◆ Text under study ◆

· · · ·

How To Set Up AWS for Cumulus

This guide will explain how to configure your AWS cloud to add the S3 buckets, Athena tables,
and more that Cumulus will need. It assumes you are familiar with AWS.

At the end, you'll be given a CloudFormation template that will do all the hard work for you.

End Goal

By the end of this guide, you'll have multiple S3 buckets to both receive the output of Cumulus ETL
and to store the results of Athena queries.

You'll also have defined a Glue database and crawler to map the output of Cumulus ETL onto Glue
tables, which Athena can then query.

But all of that can be grouped into three different stages:

  1. Cumulus ETL (S3 buckets)
  2. Glue (tables)
  3. Athena (bucket & configuration)

Cumulus ETL

You're going to create two buckets. One for the de-identified Cumulus ETL output and one for build
artifacts (which holds PHI).
They'll each need similar security policies, but Glue will only look at the output bucket.

The buckets will require encryption and grant access to the user role that is running Cumulus ETL.

· · · ·

(Stored data)
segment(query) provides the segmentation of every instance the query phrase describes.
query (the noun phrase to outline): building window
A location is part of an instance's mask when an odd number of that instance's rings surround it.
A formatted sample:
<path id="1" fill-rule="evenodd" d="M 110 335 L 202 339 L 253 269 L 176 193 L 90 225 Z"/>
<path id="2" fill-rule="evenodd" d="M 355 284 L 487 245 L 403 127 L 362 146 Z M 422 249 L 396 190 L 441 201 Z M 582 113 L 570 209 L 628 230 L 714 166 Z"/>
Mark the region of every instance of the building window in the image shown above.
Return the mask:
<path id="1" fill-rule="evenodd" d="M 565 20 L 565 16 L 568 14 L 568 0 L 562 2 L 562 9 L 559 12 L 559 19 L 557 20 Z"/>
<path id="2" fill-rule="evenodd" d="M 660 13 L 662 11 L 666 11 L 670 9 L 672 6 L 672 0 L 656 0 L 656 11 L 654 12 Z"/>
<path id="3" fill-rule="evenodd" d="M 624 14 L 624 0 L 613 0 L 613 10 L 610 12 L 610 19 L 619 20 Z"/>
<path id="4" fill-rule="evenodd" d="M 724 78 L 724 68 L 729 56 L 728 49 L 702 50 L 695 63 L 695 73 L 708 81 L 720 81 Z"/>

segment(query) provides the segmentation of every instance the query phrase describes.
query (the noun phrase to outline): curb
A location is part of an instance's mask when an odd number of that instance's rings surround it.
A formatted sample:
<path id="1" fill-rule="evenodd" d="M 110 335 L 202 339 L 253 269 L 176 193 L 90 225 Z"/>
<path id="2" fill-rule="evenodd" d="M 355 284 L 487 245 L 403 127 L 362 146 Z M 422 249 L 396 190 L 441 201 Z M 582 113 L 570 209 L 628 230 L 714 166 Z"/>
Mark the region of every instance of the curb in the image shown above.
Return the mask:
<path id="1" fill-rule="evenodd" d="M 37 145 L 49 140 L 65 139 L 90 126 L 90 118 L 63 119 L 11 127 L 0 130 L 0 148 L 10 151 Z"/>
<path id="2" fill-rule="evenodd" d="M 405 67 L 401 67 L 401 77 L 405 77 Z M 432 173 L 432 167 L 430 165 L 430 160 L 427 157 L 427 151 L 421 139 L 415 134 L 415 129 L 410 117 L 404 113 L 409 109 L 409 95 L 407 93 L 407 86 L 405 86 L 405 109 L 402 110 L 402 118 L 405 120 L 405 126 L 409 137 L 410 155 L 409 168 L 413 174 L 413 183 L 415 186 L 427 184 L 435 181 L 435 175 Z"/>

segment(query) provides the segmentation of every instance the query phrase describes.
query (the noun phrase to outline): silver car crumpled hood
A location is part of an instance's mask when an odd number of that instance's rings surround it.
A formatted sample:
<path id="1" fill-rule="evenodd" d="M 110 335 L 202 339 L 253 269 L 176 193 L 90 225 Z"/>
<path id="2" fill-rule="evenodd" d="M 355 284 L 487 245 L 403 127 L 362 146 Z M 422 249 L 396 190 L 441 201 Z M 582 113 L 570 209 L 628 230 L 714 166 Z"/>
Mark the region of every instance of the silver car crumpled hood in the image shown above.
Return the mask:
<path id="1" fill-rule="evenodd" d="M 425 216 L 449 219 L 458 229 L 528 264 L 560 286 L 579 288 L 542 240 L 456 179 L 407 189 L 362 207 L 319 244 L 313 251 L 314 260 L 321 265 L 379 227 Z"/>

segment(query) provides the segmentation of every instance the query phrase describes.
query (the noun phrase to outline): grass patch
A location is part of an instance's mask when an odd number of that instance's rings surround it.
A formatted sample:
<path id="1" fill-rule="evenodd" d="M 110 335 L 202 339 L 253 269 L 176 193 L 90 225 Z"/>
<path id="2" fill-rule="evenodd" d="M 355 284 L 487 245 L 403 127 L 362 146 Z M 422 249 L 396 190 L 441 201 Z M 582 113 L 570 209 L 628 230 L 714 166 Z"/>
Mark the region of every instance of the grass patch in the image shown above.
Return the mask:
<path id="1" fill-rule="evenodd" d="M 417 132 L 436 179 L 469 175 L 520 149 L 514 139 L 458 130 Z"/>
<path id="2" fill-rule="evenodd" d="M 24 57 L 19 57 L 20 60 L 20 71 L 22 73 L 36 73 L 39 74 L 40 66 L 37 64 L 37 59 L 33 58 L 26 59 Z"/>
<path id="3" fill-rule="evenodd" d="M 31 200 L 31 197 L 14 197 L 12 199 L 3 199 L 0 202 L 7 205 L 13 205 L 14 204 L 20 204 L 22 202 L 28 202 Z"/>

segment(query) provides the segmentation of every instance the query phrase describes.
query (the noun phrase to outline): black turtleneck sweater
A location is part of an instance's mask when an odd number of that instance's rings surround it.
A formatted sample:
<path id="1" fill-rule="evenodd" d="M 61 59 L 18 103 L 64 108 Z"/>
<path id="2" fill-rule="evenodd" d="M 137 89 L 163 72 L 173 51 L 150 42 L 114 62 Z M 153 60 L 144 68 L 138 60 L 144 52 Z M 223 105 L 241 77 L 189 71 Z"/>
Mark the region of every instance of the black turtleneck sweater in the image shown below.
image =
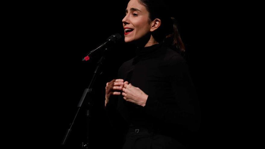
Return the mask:
<path id="1" fill-rule="evenodd" d="M 107 109 L 116 107 L 126 128 L 143 128 L 169 135 L 196 130 L 199 107 L 185 59 L 164 43 L 136 50 L 136 56 L 120 67 L 117 79 L 148 95 L 145 105 L 127 101 L 121 94 L 110 100 Z"/>

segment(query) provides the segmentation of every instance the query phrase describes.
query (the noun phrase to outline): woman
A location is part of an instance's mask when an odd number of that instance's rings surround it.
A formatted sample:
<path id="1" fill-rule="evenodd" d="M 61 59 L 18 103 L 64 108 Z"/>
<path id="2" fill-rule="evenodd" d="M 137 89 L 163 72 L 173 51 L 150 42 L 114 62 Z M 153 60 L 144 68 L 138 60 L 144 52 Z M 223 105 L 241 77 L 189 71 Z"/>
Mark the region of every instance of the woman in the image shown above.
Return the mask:
<path id="1" fill-rule="evenodd" d="M 124 120 L 116 126 L 125 130 L 123 148 L 185 148 L 198 128 L 185 47 L 167 10 L 162 0 L 131 0 L 122 20 L 125 41 L 137 46 L 136 56 L 107 83 L 105 106 Z"/>

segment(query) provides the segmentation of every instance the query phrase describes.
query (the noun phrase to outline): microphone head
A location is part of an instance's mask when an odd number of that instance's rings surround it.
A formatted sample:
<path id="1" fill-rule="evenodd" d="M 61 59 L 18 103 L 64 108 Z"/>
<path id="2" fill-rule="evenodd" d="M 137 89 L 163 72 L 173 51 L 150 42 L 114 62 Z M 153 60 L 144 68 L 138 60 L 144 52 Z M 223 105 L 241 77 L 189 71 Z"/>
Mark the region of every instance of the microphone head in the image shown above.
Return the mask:
<path id="1" fill-rule="evenodd" d="M 120 34 L 117 33 L 111 36 L 108 38 L 107 40 L 110 39 L 114 42 L 114 43 L 116 43 L 117 42 L 119 41 L 121 39 L 121 35 Z"/>

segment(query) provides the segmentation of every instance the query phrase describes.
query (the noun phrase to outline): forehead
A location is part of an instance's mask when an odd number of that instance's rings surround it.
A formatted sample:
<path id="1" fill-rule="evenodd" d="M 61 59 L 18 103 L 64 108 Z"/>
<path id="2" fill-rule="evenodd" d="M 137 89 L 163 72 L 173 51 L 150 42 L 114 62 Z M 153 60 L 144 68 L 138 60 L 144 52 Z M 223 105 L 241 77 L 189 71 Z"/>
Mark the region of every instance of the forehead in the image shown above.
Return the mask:
<path id="1" fill-rule="evenodd" d="M 146 11 L 146 9 L 145 6 L 140 4 L 139 0 L 131 0 L 128 3 L 126 9 L 129 11 L 131 8 L 138 9 L 141 11 Z"/>

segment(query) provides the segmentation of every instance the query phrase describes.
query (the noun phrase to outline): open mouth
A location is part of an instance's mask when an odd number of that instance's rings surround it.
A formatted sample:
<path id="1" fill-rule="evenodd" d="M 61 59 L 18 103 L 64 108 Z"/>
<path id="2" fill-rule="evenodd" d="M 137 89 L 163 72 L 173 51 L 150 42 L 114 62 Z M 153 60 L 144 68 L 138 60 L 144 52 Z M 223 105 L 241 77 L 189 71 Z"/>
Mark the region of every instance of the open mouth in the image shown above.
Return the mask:
<path id="1" fill-rule="evenodd" d="M 125 31 L 125 33 L 127 33 L 132 32 L 133 30 L 133 29 L 124 29 L 124 31 Z"/>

· · · ·

◆ Using the information ◆
a: Revise the stretch of the Cumulus AWS setup guide from "2. Glue (tables)" through "the output bucket.", putting "anonymized" in place of "de-identified".
b: Continue the Cumulus AWS setup guide from the point at which it stops.

◆ Answers to the tasks ◆
a:
2. Glue (tables)
  3. Athena (bucket & configuration)

Cumulus ETL

You're going to create two buckets. One for the anonymized Cumulus ETL output and one for build
artifacts (which holds PHI).
They'll each need similar security policies, but Glue will only look at the output bucket.

b:
Glue

Glue is an AWS product that creates table schemas based on the files in the Cumulus ETL output
bucket.

You're going to create a database to hold the tables and a crawler that scans the Cumulus ETL
output bucket, creating the tables.
This crawler can simply be a manually run job for now.

Athena

Athena is an AWS product that can run SQL queries against Glue tables.
It's how we'll generate the patient counts for studies.

You're going to create a bucket to hold Athena query results and an Athena workgroup to configure
Athena.

Cloud Formation

The easy way to set this all up is simply use a CloudFormation template.
Here's an example one that should work for your needs.

It takes four parameters:

  1. Bucket prefix
  2. ETL Subdirectory, matching the subdirectory you pass to Cumulus ETL
  3. KMS key ID for encryption
  4. Upload Role ARN, matching the user that runs Cumulus ETL

Once you create this CloudFormation stack, your infrastructure will be ready to run Cumulus ETL.

AWSTemplateFormatVersion: 2010-09-09
Description: Create an Athena database for the Cumulus project

Parameters:
  BucketPrefix:
    Type: "String"
    Description: "Prefix for Cumulus bucket names (they will look like ${BucketPrefix}-${purpose}-${AWS::AccountId}-${AWS::Region})"
  EtlSubdir:
    Type: "String"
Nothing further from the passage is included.